◆ Given records ◆
......

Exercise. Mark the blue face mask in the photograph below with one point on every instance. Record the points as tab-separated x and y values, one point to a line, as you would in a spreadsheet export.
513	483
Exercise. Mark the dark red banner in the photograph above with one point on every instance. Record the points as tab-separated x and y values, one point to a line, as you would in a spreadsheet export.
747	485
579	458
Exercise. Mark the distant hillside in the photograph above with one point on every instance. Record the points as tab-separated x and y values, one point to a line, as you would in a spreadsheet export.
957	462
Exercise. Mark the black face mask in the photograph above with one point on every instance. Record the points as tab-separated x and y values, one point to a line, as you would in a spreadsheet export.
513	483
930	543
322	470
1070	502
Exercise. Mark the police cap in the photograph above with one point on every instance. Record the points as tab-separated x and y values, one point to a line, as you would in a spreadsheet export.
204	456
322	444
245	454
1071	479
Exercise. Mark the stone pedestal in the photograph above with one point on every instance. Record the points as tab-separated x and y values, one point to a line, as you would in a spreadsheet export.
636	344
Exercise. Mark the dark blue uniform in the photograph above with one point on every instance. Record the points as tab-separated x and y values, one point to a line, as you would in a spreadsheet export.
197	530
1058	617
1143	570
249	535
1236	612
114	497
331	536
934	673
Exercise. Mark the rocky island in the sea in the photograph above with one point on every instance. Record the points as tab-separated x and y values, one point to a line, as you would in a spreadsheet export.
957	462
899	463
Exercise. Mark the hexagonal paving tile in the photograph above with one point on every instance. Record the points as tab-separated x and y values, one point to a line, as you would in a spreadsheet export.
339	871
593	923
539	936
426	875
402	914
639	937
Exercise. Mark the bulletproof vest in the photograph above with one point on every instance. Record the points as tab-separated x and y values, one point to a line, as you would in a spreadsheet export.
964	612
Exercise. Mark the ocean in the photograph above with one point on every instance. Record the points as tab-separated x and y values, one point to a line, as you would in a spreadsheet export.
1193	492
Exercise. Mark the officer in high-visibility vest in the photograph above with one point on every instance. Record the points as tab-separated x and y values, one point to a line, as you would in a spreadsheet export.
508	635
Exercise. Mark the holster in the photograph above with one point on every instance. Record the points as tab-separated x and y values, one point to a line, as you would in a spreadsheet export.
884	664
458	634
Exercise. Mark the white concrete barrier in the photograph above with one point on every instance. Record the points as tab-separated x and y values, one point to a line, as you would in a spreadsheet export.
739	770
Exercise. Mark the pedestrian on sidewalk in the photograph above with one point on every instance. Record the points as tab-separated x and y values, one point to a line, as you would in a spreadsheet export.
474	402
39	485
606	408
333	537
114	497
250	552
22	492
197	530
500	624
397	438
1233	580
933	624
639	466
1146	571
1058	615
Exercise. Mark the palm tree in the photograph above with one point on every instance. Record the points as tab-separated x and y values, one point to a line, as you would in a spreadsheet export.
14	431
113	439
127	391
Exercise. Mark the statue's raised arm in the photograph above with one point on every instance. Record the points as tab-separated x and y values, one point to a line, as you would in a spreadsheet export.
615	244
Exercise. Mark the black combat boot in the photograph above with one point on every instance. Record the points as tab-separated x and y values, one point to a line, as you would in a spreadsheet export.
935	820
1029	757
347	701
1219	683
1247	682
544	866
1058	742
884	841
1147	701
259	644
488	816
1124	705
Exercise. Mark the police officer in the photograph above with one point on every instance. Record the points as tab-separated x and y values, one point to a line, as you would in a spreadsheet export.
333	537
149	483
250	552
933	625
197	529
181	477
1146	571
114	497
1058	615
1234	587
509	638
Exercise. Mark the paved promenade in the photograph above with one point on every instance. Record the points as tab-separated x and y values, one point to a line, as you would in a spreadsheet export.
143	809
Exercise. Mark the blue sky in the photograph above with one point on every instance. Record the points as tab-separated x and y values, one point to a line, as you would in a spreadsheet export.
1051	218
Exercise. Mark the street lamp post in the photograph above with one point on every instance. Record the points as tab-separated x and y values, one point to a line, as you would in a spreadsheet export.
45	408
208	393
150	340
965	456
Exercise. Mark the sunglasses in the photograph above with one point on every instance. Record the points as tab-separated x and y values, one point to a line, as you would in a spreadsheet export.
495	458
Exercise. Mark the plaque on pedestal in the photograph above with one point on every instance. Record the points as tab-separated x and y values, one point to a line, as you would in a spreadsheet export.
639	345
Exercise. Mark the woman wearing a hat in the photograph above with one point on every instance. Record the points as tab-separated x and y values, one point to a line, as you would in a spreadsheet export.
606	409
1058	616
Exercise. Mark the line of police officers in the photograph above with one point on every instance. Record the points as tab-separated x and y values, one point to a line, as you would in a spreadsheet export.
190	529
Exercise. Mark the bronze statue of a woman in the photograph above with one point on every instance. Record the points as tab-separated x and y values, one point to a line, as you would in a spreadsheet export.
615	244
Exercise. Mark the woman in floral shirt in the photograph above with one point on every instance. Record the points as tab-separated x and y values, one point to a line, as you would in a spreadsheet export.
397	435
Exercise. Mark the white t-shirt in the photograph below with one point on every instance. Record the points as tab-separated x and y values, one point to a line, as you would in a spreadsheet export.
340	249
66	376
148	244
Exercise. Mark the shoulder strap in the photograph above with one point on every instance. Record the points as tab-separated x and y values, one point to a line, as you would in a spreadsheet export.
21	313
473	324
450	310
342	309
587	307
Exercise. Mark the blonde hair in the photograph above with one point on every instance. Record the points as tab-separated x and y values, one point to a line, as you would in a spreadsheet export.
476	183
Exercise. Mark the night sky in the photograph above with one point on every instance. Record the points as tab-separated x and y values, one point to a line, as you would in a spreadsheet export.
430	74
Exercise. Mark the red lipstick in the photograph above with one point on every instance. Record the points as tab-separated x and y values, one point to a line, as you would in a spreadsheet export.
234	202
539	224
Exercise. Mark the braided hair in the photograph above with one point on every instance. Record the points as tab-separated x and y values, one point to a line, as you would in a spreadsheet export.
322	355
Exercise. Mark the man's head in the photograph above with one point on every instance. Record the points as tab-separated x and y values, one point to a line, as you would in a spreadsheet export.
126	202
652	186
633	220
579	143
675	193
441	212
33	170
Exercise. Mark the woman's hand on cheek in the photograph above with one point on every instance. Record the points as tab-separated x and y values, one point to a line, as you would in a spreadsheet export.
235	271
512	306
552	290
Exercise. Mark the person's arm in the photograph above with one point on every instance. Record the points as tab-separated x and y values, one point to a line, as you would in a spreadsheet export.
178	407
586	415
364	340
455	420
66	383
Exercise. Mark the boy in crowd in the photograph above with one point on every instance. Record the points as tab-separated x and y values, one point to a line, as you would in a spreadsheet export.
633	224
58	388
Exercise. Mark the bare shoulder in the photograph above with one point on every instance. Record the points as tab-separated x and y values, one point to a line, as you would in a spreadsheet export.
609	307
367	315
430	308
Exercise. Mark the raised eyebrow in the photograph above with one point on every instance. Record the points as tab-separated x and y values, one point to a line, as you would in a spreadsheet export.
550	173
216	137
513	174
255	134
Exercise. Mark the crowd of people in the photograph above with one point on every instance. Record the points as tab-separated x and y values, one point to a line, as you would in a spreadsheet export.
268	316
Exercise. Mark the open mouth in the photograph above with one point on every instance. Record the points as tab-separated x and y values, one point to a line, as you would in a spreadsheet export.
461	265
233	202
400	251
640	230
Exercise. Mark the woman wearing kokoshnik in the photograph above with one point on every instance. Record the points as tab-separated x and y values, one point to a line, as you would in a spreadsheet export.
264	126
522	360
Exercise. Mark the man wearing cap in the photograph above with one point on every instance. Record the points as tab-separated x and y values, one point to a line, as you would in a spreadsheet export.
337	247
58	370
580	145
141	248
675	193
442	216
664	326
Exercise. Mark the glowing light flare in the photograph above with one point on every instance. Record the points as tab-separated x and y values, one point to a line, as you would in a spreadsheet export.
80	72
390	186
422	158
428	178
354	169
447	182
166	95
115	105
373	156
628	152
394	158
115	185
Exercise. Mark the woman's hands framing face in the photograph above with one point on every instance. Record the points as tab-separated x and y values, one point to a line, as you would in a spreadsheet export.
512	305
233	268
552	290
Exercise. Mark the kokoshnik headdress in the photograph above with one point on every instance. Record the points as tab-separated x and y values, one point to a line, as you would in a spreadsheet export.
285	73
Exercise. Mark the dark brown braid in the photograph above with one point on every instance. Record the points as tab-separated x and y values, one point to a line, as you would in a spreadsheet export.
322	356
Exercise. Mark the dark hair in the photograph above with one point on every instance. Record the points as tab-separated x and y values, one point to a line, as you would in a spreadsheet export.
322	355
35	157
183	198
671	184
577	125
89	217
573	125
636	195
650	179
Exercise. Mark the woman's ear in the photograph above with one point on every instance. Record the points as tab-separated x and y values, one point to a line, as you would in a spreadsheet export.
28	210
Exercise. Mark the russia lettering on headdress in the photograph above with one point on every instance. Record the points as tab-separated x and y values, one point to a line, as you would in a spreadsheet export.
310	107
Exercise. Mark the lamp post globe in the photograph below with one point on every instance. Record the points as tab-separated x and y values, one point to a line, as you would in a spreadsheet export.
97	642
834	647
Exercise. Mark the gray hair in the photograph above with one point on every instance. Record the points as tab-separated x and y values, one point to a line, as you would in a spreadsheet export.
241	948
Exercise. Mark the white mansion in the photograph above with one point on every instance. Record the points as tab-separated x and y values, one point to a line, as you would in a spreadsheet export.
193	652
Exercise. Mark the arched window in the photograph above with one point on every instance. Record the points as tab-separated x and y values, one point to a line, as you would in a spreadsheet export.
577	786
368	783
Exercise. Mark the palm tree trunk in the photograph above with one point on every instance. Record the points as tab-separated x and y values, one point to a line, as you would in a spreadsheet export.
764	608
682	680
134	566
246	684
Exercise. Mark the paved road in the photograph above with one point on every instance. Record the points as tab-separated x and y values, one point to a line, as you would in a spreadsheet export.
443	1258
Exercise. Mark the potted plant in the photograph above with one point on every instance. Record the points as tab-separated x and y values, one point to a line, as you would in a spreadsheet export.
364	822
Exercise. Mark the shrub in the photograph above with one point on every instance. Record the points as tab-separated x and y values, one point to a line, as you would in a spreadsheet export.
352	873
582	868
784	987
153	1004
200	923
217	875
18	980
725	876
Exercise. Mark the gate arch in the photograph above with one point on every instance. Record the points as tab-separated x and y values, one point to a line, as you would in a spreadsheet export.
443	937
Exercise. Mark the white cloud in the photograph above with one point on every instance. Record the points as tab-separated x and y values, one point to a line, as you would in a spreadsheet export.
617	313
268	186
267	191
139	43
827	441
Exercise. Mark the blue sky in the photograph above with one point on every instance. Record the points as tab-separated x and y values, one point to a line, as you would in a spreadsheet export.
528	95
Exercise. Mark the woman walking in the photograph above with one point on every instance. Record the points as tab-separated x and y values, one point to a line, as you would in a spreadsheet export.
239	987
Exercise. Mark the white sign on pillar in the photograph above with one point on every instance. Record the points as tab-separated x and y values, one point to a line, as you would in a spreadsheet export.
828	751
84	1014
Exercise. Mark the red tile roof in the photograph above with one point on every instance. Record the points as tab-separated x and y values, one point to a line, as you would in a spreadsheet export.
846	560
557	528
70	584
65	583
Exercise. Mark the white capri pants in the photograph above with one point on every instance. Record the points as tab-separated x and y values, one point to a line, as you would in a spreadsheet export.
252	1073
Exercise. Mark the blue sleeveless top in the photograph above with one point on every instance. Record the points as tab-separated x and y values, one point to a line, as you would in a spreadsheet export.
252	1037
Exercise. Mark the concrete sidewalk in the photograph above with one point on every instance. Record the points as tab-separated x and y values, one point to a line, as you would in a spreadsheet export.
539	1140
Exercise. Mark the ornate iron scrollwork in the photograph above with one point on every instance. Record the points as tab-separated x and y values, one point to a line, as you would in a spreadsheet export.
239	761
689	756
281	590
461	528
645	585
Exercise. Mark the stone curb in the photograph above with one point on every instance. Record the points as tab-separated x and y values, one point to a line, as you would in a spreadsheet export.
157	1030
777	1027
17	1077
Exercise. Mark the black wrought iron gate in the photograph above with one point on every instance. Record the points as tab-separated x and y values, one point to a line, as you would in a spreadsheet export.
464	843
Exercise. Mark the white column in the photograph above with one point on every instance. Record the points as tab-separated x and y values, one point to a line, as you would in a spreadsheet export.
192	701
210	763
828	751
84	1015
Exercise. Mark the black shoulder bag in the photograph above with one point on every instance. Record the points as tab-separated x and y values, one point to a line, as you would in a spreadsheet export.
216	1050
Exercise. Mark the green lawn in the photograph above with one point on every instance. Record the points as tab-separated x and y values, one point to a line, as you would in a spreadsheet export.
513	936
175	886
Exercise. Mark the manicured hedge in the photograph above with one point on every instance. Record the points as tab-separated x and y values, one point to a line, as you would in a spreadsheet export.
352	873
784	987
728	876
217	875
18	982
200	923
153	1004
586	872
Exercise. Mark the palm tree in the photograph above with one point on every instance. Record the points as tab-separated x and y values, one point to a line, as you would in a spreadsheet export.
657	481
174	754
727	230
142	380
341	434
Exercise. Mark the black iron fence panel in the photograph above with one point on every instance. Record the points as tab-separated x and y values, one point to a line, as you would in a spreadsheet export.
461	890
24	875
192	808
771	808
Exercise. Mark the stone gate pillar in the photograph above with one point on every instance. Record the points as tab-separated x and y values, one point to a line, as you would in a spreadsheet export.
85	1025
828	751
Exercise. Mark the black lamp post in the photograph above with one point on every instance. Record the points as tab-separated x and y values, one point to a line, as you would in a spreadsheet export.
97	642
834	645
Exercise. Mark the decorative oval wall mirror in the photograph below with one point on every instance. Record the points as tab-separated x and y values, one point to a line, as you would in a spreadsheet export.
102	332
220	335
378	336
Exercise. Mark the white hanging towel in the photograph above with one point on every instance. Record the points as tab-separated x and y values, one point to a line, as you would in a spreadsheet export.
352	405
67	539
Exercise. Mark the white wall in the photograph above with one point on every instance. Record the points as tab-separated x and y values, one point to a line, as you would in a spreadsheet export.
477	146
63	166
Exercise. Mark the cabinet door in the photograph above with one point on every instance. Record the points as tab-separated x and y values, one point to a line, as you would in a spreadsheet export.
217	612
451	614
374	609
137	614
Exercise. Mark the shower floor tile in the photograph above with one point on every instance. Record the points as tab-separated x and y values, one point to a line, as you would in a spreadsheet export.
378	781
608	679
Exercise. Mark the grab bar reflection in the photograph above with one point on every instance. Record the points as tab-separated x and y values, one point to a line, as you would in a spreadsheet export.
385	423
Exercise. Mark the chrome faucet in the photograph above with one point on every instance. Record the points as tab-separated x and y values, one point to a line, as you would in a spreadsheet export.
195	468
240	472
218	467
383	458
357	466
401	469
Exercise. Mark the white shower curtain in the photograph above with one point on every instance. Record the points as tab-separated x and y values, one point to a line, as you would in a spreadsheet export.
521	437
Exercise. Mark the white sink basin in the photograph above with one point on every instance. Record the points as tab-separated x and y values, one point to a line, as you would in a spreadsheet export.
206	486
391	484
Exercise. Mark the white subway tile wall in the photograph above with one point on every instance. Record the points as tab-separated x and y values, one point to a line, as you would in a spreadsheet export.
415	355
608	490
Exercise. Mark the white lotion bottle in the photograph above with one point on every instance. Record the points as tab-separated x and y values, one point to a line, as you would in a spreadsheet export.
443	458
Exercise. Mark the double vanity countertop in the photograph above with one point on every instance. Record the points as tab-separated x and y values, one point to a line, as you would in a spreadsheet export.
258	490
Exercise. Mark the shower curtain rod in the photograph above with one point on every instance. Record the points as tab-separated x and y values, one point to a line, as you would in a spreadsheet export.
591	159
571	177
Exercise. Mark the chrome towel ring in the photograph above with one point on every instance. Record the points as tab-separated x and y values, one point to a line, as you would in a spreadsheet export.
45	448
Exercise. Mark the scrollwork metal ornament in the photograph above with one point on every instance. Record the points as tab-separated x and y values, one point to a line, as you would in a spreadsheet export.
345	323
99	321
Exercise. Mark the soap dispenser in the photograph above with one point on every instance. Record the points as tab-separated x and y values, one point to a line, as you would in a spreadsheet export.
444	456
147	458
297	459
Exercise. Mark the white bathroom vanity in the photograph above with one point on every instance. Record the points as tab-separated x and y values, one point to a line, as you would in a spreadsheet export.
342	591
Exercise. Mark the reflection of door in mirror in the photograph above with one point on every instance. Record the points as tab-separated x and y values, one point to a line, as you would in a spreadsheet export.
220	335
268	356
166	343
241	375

......

◆ Task prompt ◆
Output only the lines from the line that contains "Exercise. Mark the soap" through the end of the entries, both included, exactly as they appear.

◆ Answer to this exercise ◆
Exercise. Mark the soap dispenser in the photograph above with one point on every instance. Record the points as tab-separated x and y values, one point to a line, as you would in a spreadsheet export.
444	456
147	458
297	459
Exercise. Mark the white bathroom vanity in the photograph above with one point on every instance. Record the points as tab-separated x and y values, one point to a line, as you would in a spreadsheet export.
342	591
Exercise. Mark the reflection of door in mirror in the photograph above with one point on every instance. Record the points as tab-separated x and y values, one point to a line, as you would in a spreadsheet export.
220	335
268	356
166	343
241	375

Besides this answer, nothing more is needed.